Repository Workflows

Use easyp for repository generation and checks. The repository is currently aligned to easyp v0.15.2-rc1.

easyp --cfg easyp.yaml lint -p mcp -r .
easyp --cfg easyp.yaml generate -p mcp -r .
easyp --cfg easyp.test.yaml lint -p internal/testproto -r .
easyp --cfg easyp.test.yaml generate -p internal/testproto -r .
gradle --no-daemon -p examples/jvm :java-server:compileJava :kotlin-server:compileKotlin
gradle --no-daemon -p examples/jvm :java-server:installDist :kotlin-server:installDist
go test ./internal/examplemcp -run 'Test(Java|Kotlin).*OverStdio' -count=1
(cd examples/node/sdk-spike && npm ci && npm run typecheck && npm run build)
(cd examples/10_python_protobuf_standalone && make lint && make clean generate)
(cd examples/8_typescript_standalone && make lint && make clean build)
(cd examples/9_javascript_standalone && make clean build)
go test ./examples -run 'TestStandalonePython(Protobuf)?ExampleOverStdio' -count=1
go test ./examples -run 'TestStandalone(TypeScript|JavaScript)ExampleOverStdio' -count=1
go test ./...
goreleaser check

easyp.yaml is the main config for shipped protobuf APIs. easyp.test.yaml is the development and test config for repository fixtures.

Short problem: Continue the text on repository workflows past its final sentence. The items that follow are separate material and have no connection to the text on repository workflows.

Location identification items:

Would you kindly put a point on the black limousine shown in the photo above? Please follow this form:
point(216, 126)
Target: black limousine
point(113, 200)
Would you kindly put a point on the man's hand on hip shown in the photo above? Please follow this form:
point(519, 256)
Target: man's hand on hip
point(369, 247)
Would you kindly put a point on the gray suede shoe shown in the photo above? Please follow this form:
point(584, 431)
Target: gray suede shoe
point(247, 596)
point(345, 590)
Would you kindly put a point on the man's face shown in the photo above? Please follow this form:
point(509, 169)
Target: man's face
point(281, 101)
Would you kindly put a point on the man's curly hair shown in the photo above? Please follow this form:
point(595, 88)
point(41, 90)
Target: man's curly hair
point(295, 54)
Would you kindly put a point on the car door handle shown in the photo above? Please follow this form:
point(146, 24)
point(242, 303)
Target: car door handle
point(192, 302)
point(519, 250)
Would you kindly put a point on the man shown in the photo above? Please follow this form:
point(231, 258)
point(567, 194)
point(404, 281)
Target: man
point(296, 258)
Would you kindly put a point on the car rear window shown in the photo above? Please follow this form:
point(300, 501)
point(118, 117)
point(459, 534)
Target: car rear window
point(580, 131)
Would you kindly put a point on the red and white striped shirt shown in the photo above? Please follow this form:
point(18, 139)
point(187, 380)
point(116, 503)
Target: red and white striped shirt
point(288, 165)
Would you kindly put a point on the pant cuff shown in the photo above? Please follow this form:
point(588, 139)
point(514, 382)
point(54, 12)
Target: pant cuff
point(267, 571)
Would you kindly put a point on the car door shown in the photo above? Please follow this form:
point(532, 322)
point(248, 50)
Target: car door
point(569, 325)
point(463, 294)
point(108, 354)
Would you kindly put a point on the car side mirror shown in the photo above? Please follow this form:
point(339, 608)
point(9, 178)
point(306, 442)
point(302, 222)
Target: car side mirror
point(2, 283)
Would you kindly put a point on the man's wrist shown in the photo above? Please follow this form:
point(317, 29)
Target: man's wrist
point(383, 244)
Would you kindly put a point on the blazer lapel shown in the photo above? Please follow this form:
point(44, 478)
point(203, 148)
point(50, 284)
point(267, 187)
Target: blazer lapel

Output for this task:
mcp/options/v1/options.proto carries its own explicit go_package, so consumers do not need a special Easyp go_package_prefix override just to use the MCP options package.

CI is implemented in tests.yml and runs config validation, Easyp lint, Easyp generation, a generated-file freshness check, JVM compile/install gates, JVM stdio parity checks, Node compile/build gates, generated Node stdio checks through go test ./..., and standalone Python/Node example tests. Releases are implemented in release.yml and use .goreleaser.yaml to publish tagged builds of the protoc-gen-mcp binary. This repository does not publish separate Java, Kotlin, TypeScript, or JavaScript runtime artifacts; downstream projects compile generated source against their language SDK dependencies.

TypeScript And JavaScript Support

TypeScript support is implemented for Node stdio servers and verified through the official MCP TypeScript SDK, Protobuf-ES, and Ajv. User-owned standalone project layouts are shown in examples/8_typescript_standalone and examples/9_javascript_standalone.

• Node prerequisites for the in-repo walkthrough are Go 1.24+, Node.js, npm, easyp v0.15.2-rc1, and the npm dependencies pinned by the examples.
• The Node generator mode is lang=typescript.
• The tested stack is @modelcontextprotocol/sdk@1.29.0, @bufbuild/protobuf@2.12.0, @bufbuild/protoc-gen-es, and ajv@8.20.0.
• Protobuf message classes are generated by Protobuf-ES as _pb.ts files with NodeNext-compatible .js import specifiers.
• protoc-gen-mcp generates *_mcp.ts sidecars that install low-level tools/list and tools/call handlers on the official SDK Server.
• Generated TypeScript preserves the shared raw JSON Schema and compiles it with Ajv, then maps request/response payloads through Protobuf-ES ProtoJSON.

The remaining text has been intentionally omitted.